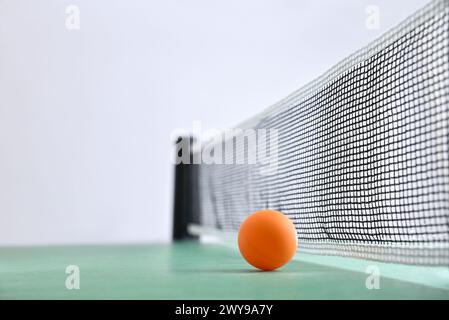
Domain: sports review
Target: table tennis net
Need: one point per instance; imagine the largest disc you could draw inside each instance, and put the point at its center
(358, 159)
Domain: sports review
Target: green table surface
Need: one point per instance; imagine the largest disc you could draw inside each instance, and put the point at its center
(186, 270)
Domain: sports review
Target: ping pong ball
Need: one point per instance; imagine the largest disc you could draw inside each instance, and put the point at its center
(267, 239)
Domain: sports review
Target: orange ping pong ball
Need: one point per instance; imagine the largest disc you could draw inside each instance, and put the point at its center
(267, 239)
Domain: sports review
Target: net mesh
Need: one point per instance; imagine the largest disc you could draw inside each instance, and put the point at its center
(361, 164)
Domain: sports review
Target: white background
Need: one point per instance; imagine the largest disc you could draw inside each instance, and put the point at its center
(86, 116)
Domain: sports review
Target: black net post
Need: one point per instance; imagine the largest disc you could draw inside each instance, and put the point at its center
(186, 205)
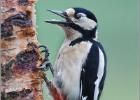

• **What the task requires**: Repeat all of the entries above exactly. Keep pictures out of it.

• **Response below**:
Domain: sports review
Target: table tennis net
Need: one point per instance; imagine the largest disc you could draw inside each instance, and put the point at its center
(358, 159)
Domain: sports review
Target: green table surface
Need: one point per instance; imagine the largest disc you could draw inside each instance, and put the point at its center
(186, 270)
Domain: sports review
Target: ping pong ball
Need: one point per instance; imagine the largest disc you could draw inside each instance, and put the point at its center
(267, 239)
Domain: sports review
Target: orange ping pong ball
Need: one point per instance; imagine the largest disc you could draw inside each instance, and put the point at its center
(267, 239)
Domain: sports review
Target: net mesh
Need: one point per instance; imagine the largest disc you could draw inside each instance, and put the point at its center
(361, 164)
Domain: sports review
Target: white background
Need: one point per instance; imagine the largest disc you could draw inside each instance, and put the point at its center
(86, 116)
Domain: sports review
Target: black net post
Need: one point per instance; imagine the largest disc you could draw inside each instance, and put the point at its center
(186, 205)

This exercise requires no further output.